Texte du document:
Nous avons donc un besoin authentique de certitudes, notamment celles qui n’acceptent pas de doute. D’où une recherche de l’absolu et de la pureté par certains. Le pureté et la sacralité sont fondamentaux dans la vie d’une société et d’un individu qu’il soit athées ou religieux, chacun les cherchant à sa manière. Une chose pure est tout ce « qui n’est pas mêlé avec autre chose, qui ne contient en soi aucun élément étranger. » [4] Le sacré est ce « qui appartient à un domaine interdit et inviolable, et fait l’objet d’un sentiment de révérence religieuse. » [5] Les religions, en plus de l’art et de la Science dans un certain sens, sont donc l’incarnation du sacré et de la pureté et ils existent depuis des temps immémoriaux et dans toutes les sociétés même les plus "primitives", mais pas toujours dans le sens moderne donné à ces termes. Le sacré est en relation directe ou indirecte avec l’absolu, le divin, les dieux, chose qu’il est interdit de violer et de montrer avec des descriptions malveillantes en public ou en privé et même dans l’intimité secrète personnelle. Selon l'historien des religions William E. Paden, « Elles [les religions] distinguent entre ce qui est compatible et ce qui est incompatible avec le sacré. En terminologie classique, c’est la distinction entre ce qui est sacré et ce qui est profane.» [6] Le profane, quant à lui, est tout ce « qui est étranger à la religion. » [7]

 

Le sacré et le profane, l’amalgame

 

Le sacré et le profane chevauchent, s’interfèrent, à des degrés qui dépendent des certitudes de chaque individu social. Toute chose profane jugée indésirable est considérée comme étant un parasite, un intrus et une impureté qui doit être écartée au plus vite car « l’impureté ayant déjà contaminé l’ordre sacré est intolérable et doit être débarrassée par certains moyens appropriés à la nature de la violation. Les formes que cela prend représente une phénoménologie vaste et variée. » [8] Évidemment, il y a des purifications corporelles liées à des profanations matérielles, les ablutions par exemple, mais il y a également d’autres purifications spirituelles ou sociales comme l’épuration ethnique, culturelle ou linguistique. Puis, « il est un bon terme [la pureté] pour l’absence d’éléments négatifs ou rétrogrades au sein d’un système. C’est un terme qui permet d’accroître notre compréhension des structures religieuses des mondes en rattachant les pratiques religieuses avec les concepts d’intégrité, de différenciation, de consistance et d’unité. Chaque système religieux fait la différence entre les actions qui sont conformes à ses buts ou sous-buts et celles qui ne le sont pas. Certaines conduites sont appropriées et d’autres ne le sont pas. Certains comportements accroissent le statut du sacré et d’autres le diminuent ou le contredisent. Tout système a sa propre boussole morale. » [9]

 

Ainsi, le besoin d’une pureté et d’une sacralité qui écarte toute impureté et toute chose profane est un concept intimement lié à un système religieux. Selon les interprétations faites des textes fondateurs de la dite religion, les théoriciens de la doctrine religieuse adopte ou écarte telle conception, telle action ou telle idée. Il n’y a pas à proprement parler de limites bien définies entre les le sacré et le profane. En outre, les limites exprimées par le texte fondateur de la religion sont interprétés, manipulés, afin de justifier l’adoption d’un concept, d’une idée ou d’une action. Ce qui justifie que le sacré et le profane s’interfèrent et chevauchent.

Données fournies:

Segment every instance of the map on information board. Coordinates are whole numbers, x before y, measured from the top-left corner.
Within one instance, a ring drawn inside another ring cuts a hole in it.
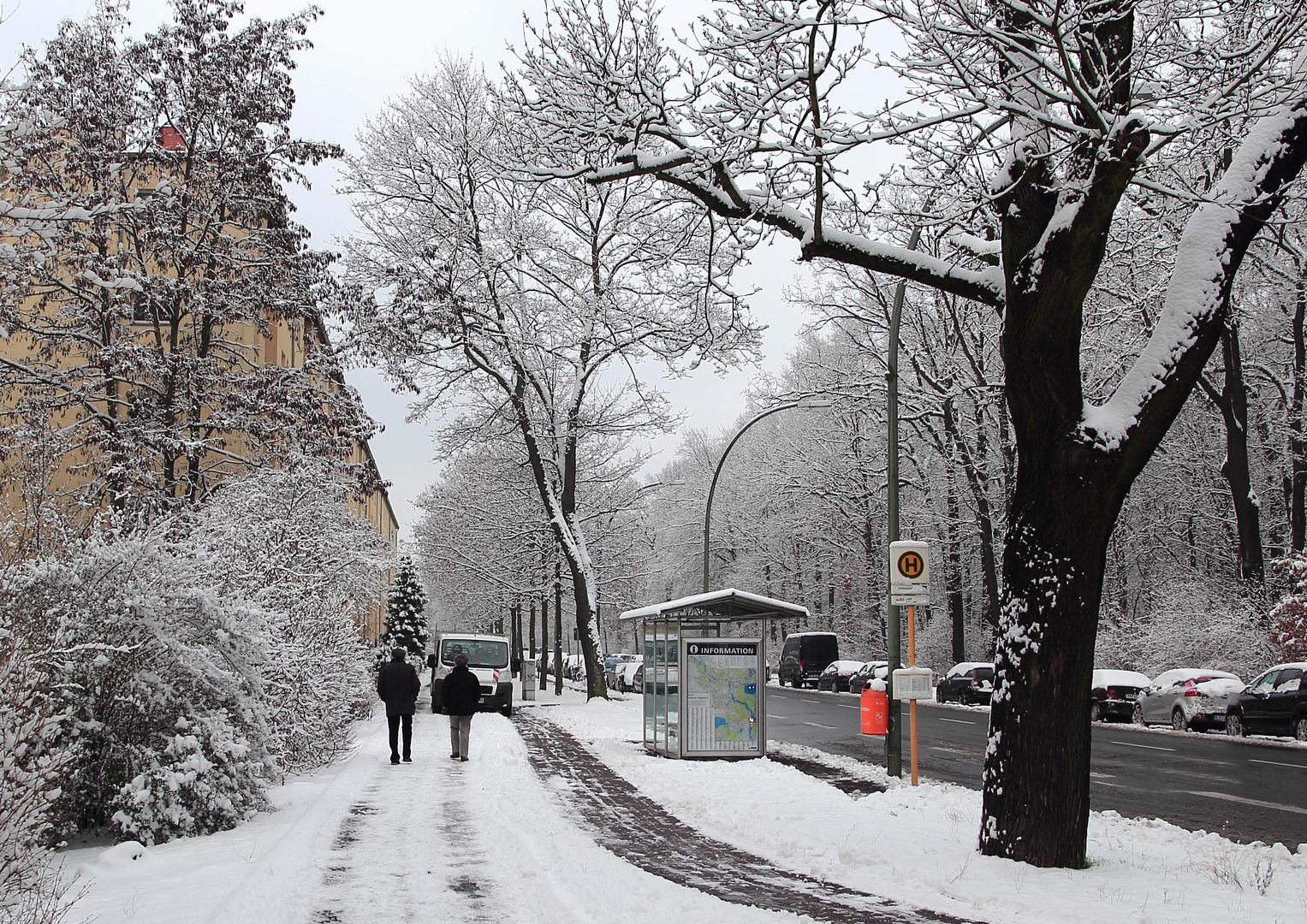
[[[685,750],[758,749],[759,639],[686,639],[682,664]]]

Tâche 1:
Réécrivez plus brièvement le paragraphe du texte sur le sacré et le profane qui commence par « Ainsi, le besoin d'une pureté », en conservant ses idées principales.
Tâche 2:
Reproduisez sans rien changer le passage du texte sur le sacré et le profane qui commence aux mots « Ainsi, le besoin » et se termine après les mots « s’interfèrent et chevauchent. ».

Résultat attendu 1:
Le besoin d'une pureté et d'une sacralité qui écarte toute impureté et tout profane est étroitement lié à un système religieux. Selon leur interprétation des textes fondateurs, les théoriciens de la doctrine adoptent ou rejettent telle conception, telle action ou telle idée. Il n'existe pas de limites nettes entre le sacré et le profane. Les limites posées par le texte fondateur sont interprétées et manipulées pour justifier un concept, une idée ou une action. C'est pourquoi le sacré et le profane se chevauchent.

Résultat attendu 2:
Ainsi, le besoin d’une pureté et d’une sacralité qui écarte toute impureté et toute chose profane est un concept intimement lié à un système religieux. Selon les interprétations faites des textes fondateurs de la dite religion, les théoriciens de la doctrine religieuse adopte ou écarte telle conception, telle action ou telle idée. Il n’y a pas à proprement parler de limites bien définies entre les le sacré et le profane. En outre, les limites exprimées par le texte fondateur de la religion sont interprétés, manipulés, afin de justifier l’adoption d’un concept, d’une idée ou d’une action. Ce qui justifie que le sacré et le profane s’interfèrent et chevauchent.